THE TASK: In full and without alteration, repeat the material.

====

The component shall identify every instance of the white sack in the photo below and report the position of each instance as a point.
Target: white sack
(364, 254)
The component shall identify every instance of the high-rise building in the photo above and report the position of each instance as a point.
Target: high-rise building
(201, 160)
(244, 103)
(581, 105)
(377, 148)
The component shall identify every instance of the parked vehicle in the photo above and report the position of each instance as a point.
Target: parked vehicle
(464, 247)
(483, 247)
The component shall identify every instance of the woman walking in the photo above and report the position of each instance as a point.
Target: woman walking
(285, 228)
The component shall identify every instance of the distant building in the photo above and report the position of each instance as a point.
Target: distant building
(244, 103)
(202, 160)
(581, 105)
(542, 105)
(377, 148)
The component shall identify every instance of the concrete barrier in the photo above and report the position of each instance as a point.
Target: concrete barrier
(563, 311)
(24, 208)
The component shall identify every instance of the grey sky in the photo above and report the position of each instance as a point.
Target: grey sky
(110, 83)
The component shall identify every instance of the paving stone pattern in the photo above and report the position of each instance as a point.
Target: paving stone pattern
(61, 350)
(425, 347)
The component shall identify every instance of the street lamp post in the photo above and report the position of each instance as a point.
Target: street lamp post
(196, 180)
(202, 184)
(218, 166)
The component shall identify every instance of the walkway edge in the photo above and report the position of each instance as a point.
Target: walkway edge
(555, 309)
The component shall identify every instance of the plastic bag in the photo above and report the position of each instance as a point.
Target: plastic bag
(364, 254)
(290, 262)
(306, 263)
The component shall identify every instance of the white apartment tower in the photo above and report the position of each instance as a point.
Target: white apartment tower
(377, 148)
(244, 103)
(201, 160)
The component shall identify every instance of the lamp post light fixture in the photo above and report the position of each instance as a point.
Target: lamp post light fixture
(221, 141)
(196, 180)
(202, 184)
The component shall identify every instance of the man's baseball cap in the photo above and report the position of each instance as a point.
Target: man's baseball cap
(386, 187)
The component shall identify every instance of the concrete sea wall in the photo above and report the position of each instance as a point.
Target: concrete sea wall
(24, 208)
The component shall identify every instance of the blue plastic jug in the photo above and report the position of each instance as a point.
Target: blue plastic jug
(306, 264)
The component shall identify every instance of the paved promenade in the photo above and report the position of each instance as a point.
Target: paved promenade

====

ANSWER BELOW:
The component shall identify every instance of the white sack in the photo below and report the position of each instance as a point.
Target: white sack
(364, 254)
The component shall identify every instance of the high-rise building in the photo above and report the position of each instance as a point.
Target: high-rise building
(201, 160)
(244, 103)
(581, 105)
(377, 148)
The component shall identify every instance of the parked vehicle in the photo above and report the position of each instance as a point.
Target: parked vehicle
(464, 247)
(483, 247)
The component shall identify every instance of the woman walking in the photo above and report the position of each instance as a point.
Target: woman walking
(285, 228)
The component shall identify every instance of the distant building in the photo above and report the position of each instance as a point.
Target: distant building
(244, 103)
(202, 160)
(581, 105)
(542, 105)
(377, 148)
The component shall identify every instance of the concrete barrier in the photo above and report the position of each instance as a point.
Target: concrete barrier
(563, 311)
(24, 208)
The component shall identify every instance of the grey sky in the photo above and report the position of each instance as a point.
Target: grey sky
(110, 83)
The component shall identify every instance of the paving stone pattern in the photo above and report the position of each instance as a point.
Target: paving stone pattern
(61, 350)
(425, 347)
The component shall identify every instance of the street lamp post in the photo above and report the position of each instance as a point.
Target: street lamp post
(196, 180)
(202, 184)
(218, 166)
The component shall identify every instance of the walkway edge in the photo above and report the position of each instance as a point.
Target: walkway edge
(555, 309)
The component shall identify every instance of the plastic bag in the photo above and report the position of each instance as a point.
Target: plastic bag
(364, 254)
(290, 262)
(306, 263)
The component shall identify every instance of the white apartment tower in the photo above and report the position of each instance as a point.
Target: white apartment tower
(377, 148)
(244, 103)
(201, 160)
The component shall identify every instance of the lamp post light fixture in the photo above and report the position of each instance as a point.
Target: lamp post light fixture
(221, 141)
(196, 180)
(202, 184)
The component shall identify every instance of the man's baseball cap in the photo above and report the position of each instance as a point.
Target: man's baseball cap
(386, 187)
The component shall identify every instance of the concrete sea wall in the photo above and report the position of each instance as a point.
Target: concrete sea wall
(24, 208)
The component shall identify every instance of the blue plastic jug in the photo above and report the position of each instance as a point.
Target: blue plastic jug
(306, 264)
The component shall identify every instance of the paved promenade in the photo above and report the position of each instance as a point.
Target: paved promenade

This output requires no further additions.